INSTRUCTIONS TO FOLLOW: Which of the lines below contain the word "white"? Locate and copy each one, and treat uppercase and lowercase as different.

▶

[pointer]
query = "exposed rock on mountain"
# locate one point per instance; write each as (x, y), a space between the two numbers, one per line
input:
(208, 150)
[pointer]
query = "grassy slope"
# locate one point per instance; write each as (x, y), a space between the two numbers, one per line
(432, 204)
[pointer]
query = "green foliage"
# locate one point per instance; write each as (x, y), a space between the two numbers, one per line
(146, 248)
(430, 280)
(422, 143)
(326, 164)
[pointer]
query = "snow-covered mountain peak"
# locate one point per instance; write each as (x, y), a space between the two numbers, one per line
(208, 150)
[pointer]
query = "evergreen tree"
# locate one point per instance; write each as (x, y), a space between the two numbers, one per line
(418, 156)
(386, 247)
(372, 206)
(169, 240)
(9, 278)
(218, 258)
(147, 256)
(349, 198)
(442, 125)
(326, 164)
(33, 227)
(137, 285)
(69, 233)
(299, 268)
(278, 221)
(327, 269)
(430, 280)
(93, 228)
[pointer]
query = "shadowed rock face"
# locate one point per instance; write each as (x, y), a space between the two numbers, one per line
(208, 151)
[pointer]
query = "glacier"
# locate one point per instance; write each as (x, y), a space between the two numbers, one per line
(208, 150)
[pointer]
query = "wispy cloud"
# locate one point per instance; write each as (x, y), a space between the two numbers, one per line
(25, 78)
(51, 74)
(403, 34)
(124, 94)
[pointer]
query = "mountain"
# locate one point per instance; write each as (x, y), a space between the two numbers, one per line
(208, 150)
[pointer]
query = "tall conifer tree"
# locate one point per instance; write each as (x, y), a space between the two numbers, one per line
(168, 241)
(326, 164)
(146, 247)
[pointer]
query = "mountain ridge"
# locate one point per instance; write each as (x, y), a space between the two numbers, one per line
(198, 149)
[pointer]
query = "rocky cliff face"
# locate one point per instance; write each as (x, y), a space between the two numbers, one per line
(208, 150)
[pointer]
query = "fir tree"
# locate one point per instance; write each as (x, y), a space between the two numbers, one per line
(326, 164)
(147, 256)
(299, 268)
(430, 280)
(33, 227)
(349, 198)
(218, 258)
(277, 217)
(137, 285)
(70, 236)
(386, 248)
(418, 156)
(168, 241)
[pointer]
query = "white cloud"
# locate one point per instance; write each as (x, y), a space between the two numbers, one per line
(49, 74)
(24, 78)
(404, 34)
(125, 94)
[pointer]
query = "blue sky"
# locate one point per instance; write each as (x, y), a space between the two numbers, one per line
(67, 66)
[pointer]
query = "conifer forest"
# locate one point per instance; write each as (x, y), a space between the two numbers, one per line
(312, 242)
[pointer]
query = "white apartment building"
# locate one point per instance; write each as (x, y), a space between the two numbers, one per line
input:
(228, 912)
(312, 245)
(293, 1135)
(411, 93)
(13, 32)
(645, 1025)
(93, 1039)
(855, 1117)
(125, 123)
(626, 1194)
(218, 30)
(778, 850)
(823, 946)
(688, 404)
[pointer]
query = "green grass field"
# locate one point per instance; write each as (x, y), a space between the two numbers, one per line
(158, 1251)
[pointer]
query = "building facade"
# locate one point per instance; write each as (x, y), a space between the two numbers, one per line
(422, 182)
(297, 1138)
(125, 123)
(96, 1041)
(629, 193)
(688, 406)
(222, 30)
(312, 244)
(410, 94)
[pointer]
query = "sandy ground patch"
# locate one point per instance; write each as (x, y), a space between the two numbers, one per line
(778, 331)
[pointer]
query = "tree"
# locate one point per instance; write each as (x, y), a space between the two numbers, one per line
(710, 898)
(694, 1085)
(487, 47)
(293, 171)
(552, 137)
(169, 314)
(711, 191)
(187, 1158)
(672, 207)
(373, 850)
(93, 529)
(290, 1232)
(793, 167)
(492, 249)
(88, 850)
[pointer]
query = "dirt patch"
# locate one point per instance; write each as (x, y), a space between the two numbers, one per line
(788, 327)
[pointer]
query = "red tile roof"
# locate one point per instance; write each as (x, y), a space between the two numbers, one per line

◀

SOLUTION TO THIS EXERCISE:
query = "white cloud"
query = "white apartment building"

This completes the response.